Exercise directions:
Set down the material once more, exactly as it appears.

Extracted data entries:
-=-=-
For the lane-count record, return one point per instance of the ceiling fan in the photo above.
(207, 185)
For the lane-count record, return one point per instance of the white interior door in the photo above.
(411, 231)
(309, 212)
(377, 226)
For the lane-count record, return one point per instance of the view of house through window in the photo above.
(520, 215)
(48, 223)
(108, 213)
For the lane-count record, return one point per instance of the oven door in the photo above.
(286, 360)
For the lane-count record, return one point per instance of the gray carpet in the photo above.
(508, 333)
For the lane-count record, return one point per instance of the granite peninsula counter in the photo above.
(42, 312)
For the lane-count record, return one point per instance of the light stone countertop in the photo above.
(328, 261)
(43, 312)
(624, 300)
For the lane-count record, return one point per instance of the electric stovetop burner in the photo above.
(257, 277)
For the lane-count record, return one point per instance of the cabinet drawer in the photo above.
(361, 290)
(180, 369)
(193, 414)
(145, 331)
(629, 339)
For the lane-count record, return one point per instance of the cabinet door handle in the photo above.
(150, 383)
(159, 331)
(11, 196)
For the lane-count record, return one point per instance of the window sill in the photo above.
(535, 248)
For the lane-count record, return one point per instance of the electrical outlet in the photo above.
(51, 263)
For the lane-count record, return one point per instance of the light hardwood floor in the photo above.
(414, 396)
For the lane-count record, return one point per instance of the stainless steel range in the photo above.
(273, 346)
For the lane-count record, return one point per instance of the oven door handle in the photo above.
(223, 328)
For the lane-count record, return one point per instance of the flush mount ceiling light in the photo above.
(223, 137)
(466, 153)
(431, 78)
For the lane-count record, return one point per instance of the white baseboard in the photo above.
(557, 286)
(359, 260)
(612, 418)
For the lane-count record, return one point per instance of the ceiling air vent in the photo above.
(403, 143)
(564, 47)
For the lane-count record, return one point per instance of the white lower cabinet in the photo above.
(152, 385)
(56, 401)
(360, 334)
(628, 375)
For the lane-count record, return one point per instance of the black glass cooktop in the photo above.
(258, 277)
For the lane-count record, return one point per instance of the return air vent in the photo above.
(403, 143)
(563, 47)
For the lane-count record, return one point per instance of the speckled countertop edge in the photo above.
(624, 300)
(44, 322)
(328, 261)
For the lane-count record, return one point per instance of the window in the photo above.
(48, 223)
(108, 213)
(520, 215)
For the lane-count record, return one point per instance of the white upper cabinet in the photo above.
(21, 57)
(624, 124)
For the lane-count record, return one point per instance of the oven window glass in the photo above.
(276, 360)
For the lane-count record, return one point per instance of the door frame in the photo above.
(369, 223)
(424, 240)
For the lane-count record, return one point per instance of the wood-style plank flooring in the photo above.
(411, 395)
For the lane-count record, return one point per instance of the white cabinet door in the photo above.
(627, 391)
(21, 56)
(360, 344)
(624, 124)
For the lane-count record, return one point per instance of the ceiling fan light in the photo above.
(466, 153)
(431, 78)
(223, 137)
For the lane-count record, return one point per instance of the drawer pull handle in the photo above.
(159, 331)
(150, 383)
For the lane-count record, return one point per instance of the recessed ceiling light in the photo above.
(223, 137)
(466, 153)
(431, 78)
-=-=-
Response to this task:
For the lane-count record, return one point per instance of the ceiling fan in the photo above.
(207, 185)
For the lane-count record, return one point per instance of the white interior door in the photo above.
(411, 231)
(309, 212)
(377, 226)
For the lane-count record, return one point per instance of the view of house through window in the photo above.
(520, 215)
(48, 223)
(108, 213)
For the lane-count record, return one point per instance of the oven door in the photo above.
(286, 360)
For the lane-count record, return one point per instance of the gray carpet in the photo above.
(508, 333)
For the lane-count record, return one point per instance of the granite peninsula counter in the photo above.
(42, 312)
For the lane-count record, return one point per instance of the light stone countertop in the photo above.
(328, 261)
(43, 312)
(624, 300)
For the lane-count record, return one point per instance of the electric stovetop burner in the photo above.
(257, 277)
For the lane-count record, return one point per instance of the cabinet drawer in the photo above.
(361, 290)
(180, 369)
(193, 414)
(145, 331)
(629, 339)
For the lane-count record, return one point per instance of the cabinet door handle in the photo above.
(150, 383)
(159, 331)
(11, 196)
For the lane-count record, return one point per instance of the window sill in the photo above.
(535, 248)
For the lane-count record, return one point per instance of the electrical outlet in the photo above.
(51, 263)
For the lane-count record, return one point per instance of the light hardwood floor in the photo above.
(414, 396)
For the lane-count record, return one point per instance of the stainless steel range in the photo above.
(273, 346)
For the lane-count record, return one point per instance of the oven door handle in the photo above.
(223, 328)
For the lane-count record, return one point per instance of the flush mount ceiling light in the photo above.
(223, 137)
(466, 153)
(431, 78)
For the lane-count record, return one point per instance of the white baseboard in the photo above.
(557, 286)
(359, 260)
(612, 418)
For the lane-count record, return one point per instance of the ceiling air vent in the photo above.
(403, 143)
(564, 47)
For the lane-count record, return one point per instance of the white lower cabinet in the photo above.
(152, 385)
(56, 401)
(360, 334)
(628, 375)
For the lane-count record, return one point per instance of the black glass cooktop in the photo above.
(258, 277)
For the lane-count record, return one point per instance of the return air vent in the photo above.
(403, 143)
(563, 47)
For the lane-count record, return one point per instance of the speckled countertop edge in the photo above.
(624, 300)
(44, 322)
(328, 261)
For the lane-count record, return one point per instance of the window in the photo above.
(48, 223)
(108, 213)
(520, 215)
For the lane-count record, return one point per instance of the white upper cabinet in the photo above.
(21, 57)
(624, 124)
For the lane-count record, return one point per instance of the oven window glass in the photo above.
(276, 360)
For the lane-count record, return one point per instance of the door frame in the photo above.
(369, 223)
(424, 240)
For the lane-count record, return one point per instance of the wood-style plank flooring in the photo above.
(411, 395)
For the lane-count record, return one point per instance of the white cabinet door in the photo above.
(627, 391)
(21, 56)
(360, 344)
(624, 124)
For the lane-count record, return one point per instance of the ceiling fan light in the photo above.
(466, 153)
(431, 78)
(223, 137)
For the lane-count record, return one point per instance of the drawer pull handle in the photo above.
(159, 331)
(150, 383)
For the lane-count record, return one point per instance of the recessed ceiling light in the photo above.
(223, 137)
(466, 153)
(431, 78)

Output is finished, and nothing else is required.